## What you will do
A word-for-word restatement of every record is required.

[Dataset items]
▬▬▬▬▬▬
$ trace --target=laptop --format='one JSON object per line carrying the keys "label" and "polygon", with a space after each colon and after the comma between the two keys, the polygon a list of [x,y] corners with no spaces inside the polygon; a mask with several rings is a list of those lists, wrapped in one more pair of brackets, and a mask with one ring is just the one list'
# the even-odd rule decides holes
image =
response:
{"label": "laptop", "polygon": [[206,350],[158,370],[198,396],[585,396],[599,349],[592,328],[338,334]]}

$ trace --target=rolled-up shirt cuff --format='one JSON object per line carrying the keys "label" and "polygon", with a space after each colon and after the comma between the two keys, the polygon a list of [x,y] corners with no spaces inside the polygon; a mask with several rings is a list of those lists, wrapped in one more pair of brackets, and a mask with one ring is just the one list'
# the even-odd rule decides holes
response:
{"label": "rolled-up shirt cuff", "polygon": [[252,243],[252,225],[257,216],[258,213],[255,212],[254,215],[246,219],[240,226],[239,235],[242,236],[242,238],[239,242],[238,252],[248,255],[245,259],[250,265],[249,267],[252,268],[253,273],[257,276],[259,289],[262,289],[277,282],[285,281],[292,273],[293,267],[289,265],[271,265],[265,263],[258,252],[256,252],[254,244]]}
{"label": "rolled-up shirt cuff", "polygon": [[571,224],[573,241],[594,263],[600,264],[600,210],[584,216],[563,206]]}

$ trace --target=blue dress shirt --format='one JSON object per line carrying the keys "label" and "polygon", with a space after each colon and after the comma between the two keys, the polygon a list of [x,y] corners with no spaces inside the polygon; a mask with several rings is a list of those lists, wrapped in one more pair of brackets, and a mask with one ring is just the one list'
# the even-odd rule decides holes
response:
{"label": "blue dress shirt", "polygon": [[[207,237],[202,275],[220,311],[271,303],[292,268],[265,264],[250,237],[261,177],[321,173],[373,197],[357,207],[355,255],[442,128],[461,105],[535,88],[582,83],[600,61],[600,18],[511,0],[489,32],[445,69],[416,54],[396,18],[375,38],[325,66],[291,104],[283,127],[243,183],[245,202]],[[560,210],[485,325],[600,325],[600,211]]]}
▬▬▬▬▬▬
## Response to the task
$ trace --target=laptop --format='one JSON object per line carrying the keys "label" and "polygon", with a space after each colon and after the comma between the two keys, the polygon a list of [x,y] corners with no spaces inside the polygon; a mask with several rings is a list of those lists, wrapped in one more pair of brackets, and a mask with one ring is just the one list'
# the even-odd rule decides holes
image =
response:
{"label": "laptop", "polygon": [[206,350],[158,370],[198,396],[585,396],[599,349],[592,328],[338,334]]}

$ trace --target=rolled-up shirt cuff --format='one JSON object per line carrying the keys "label" and "polygon", with a space after each colon and after the comma between the two keys, the polygon a list of [x,y] corners with no spaces inside the polygon; a mask with several rings is a list of those lists, wrapped in one more pair of brackets, and a mask with one ring is just the one list'
# the even-odd rule decides holes
response:
{"label": "rolled-up shirt cuff", "polygon": [[252,243],[252,225],[257,216],[258,213],[255,212],[254,215],[246,219],[240,226],[239,235],[242,236],[242,238],[239,242],[238,252],[248,255],[245,259],[250,265],[249,267],[252,268],[253,273],[257,276],[259,289],[262,289],[277,282],[285,281],[292,273],[293,267],[289,265],[271,265],[265,263],[258,252],[256,252],[254,244]]}
{"label": "rolled-up shirt cuff", "polygon": [[571,224],[573,241],[594,263],[600,264],[600,210],[584,216],[563,206]]}

$ trace --target=blue dress shirt --format='one JSON object per line carrying the keys "label" and "polygon", with a space after each colon and after the comma between the two keys, the polygon a list of [x,y] corners with no spaces inside the polygon; a mask with several rings is a list of those lists, wrapped in one more pair of brackets, and a mask with one ring is just the one list'
# the even-odd rule decides holes
response:
{"label": "blue dress shirt", "polygon": [[[207,237],[202,275],[220,311],[271,303],[292,268],[265,264],[250,237],[261,177],[321,173],[373,197],[357,207],[355,255],[442,128],[461,105],[535,88],[582,83],[600,61],[600,18],[511,0],[489,32],[445,69],[416,54],[396,18],[375,38],[325,66],[291,104],[283,127],[243,183],[245,202]],[[560,210],[485,325],[600,325],[600,211]]]}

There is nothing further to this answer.